**Passage to read:**
The parties’ dispute at issue arose in March 2018 after the mother unilaterally moved with the children from Elizabeth to Mount Holly. Although the father had requested that the mother remain local with the children so that it would not be unfair to him and the children when exercising his parenting time, the mother moved the children out of the county contrary to the father’s wishes.
The father proceeded to file an Order to Show Cause seeking to bar the mother from relocating with the children and to modify custody. An order was thereafter entered by the trial court in May 2018 which in primary part granted the father temporary parenting time for three weekends each month with the children and scheduled a plenary hearing to determine whether the mother would be permitted to relocate with the children to Mount Holly. The court further ordered that pending the hearing the children would continue to attend school in Elizabeth.
After conclusion of the plenary hearing in July 2018, the trial judge ruled that the mother had to return with the children and live within fifteen miles of the father’s residence in Union prior to the beginning of the 2018-2019 school year for the children. Upon the mother returning with the children, the trial court instructed that the parties would abide by the parenting time schedule set forth in their Marital Settlement Agreement.
Despite the order that was entered by the trial court which required the mother to return, the plaintiff did not comply with the order. In response, the father filed another Order to Show Cause which sought to compel the return of the mother and children and the temporary transfer of residential custody to him pending a final determination as to custody. During oral argument on the father’s application, the mother’s attorney argued that it was impossible for her client to comply with the trial court’s order because she signed a lease in Mount Holly through April 2019 and did not have the financial ability to pay for another residence within the proximity established by the court. The trial judge found that the mother’s reasons for noncompliance were completely self-inflicted and transferred custody of the children to the father based on R. 1:10-3 and R. 5:3-7(a).

**Required task A:** From the rows below, extract each one that contains the word "line".

**Extracted entries:**
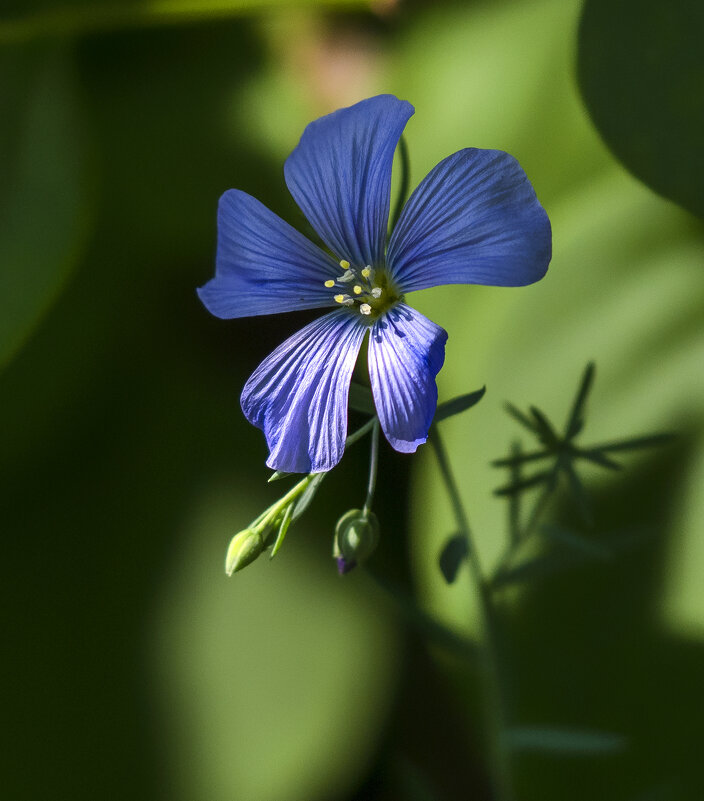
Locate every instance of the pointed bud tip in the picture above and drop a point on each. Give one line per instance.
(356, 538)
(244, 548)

* * *

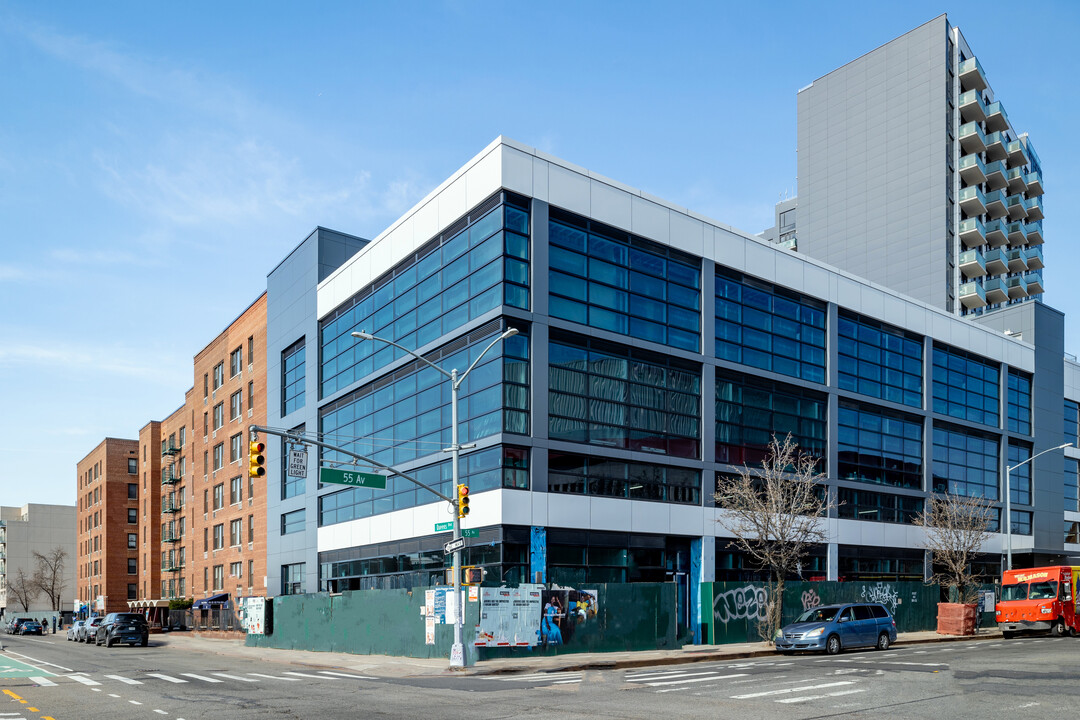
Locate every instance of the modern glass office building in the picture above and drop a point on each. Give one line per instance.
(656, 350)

**Required task B:**
Answer these questions from the custody dispute account:
(i) In what month and year did the mother move the children to Mount Holly?
(ii) How many weekends each month of temporary parenting time did the May 2018 order give the father?
(iii) Through what month and year did the mother's Mount Holly lease run?

**Response A:**
Locate every instance of the pointed bud tip in the picture above and drop a point on each. Give one line per instance.
Locate every instance of the modern glass office building in the picture above and drop a point on each. Give one line per instance.

**Response B:**
(i) March 2018
(ii) Three
(iii) April 2019